* [Work request 1]
Reproduce word for word the stretch of the South African inflation article from "The first two" through "data (Q2, 2021)".
* [Work request 2]
Render this sentence from the South African inflation article in Spanish: "The first two expenditure deciles are currently experiencing an inflation rate that is above the upper limit of Sarb’s inflation target (6%)."

-------- Passage --------

The challenges the South African economy has faced in the aftermath of the lockdowns implemented in response to the Covid pandemic are well documented and have put even more pressure on an already stuttering economy.
In a recent article published by Moneyweb, we unpacked the current youth unemployment crisis and discussed some of the potential knock-on effects that can be caused by having a disproportionately large portion of the youth excluded from participating in the economy – in other words, unemployed.
This article, in a similar manner, will unpack the present state of consumer prices and indicate where the largest burden lies and how this impacts the country not only now, but into the future as well.
At the time of writing, the latest headline inflation rate was 5% (September 2021). Although this is above the levels we experienced last year, it still sits well within the South African Reserve Bank (Sarb) inflation target of between 3% and 6%. On the surface, it appears as if inflation is currently under control and the Sarb is implementing its inflation target with expert precision.
However, scratch a little deeper into how the inflation rate affects the different economic groups (such as rich and poor) and we see a more concerning state of affairs.
The figure below illustrates the inflation rate per expenditure decile.
The above illustrates that the poorest expenditure decile (the first expenditure decile) is currently facing a significantly higher inflation rate of 6.6%, in comparison to the national figure of 5%.
Extending this further, the first three expenditure deciles (or poorest 30%, and where unemployment is highest) are all facing an inflation rate that is appreciably above that reported for the country as whole.
The first two expenditure deciles are currently experiencing an inflation rate that is above the upper limit of Sarb’s inflation target (6%).
This is specifically concerning given South Africa’s high unemployment rate (34.4% in Q2 2021), as this implies that not only are the most marginalised economic groups facing the largest increases in prices, but these groups are also being met with increasingly fewer opportunities to find work to be able to provide for themselves, as shown below.
|Highest educational level completed||Unemployment rate|
|Secondary not completed||39%|
|Tertiary or other||19%|
Source: Stats SA – Quarterly Labour Force Survey trends data (Q2, 2021)
This illustrates the positive correlation between higher education levels and those more educated individuals’ chances of finding a job.

-------- Information shown --------

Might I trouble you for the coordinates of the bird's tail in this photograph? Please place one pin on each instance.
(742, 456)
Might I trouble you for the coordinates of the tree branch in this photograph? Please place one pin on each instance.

--------

* [Expected output 1]
The first two expenditure deciles are currently experiencing an inflation rate that is above the upper limit of Sarb’s inflation target (6%).
This is specifically concerning given South Africa’s high unemployment rate (34.4% in Q2 2021), as this implies that not only are the most marginalised economic groups facing the largest increases in prices, but these groups are also being met with increasingly fewer opportunities to find work to be able to provide for themselves, as shown below.
|Highest educational level completed||Unemployment rate|
|Secondary not completed||39%|
|Tertiary or other||19%|
Source: Stats SA – Quarterly Labour Force Survey trends data (Q2, 2021)

* [Expected output 2]
Los dos primeros deciles de gasto están experimentando actualmente una tasa de inflación que supera el límite superior del objetivo de inflación del Sarb (6 %).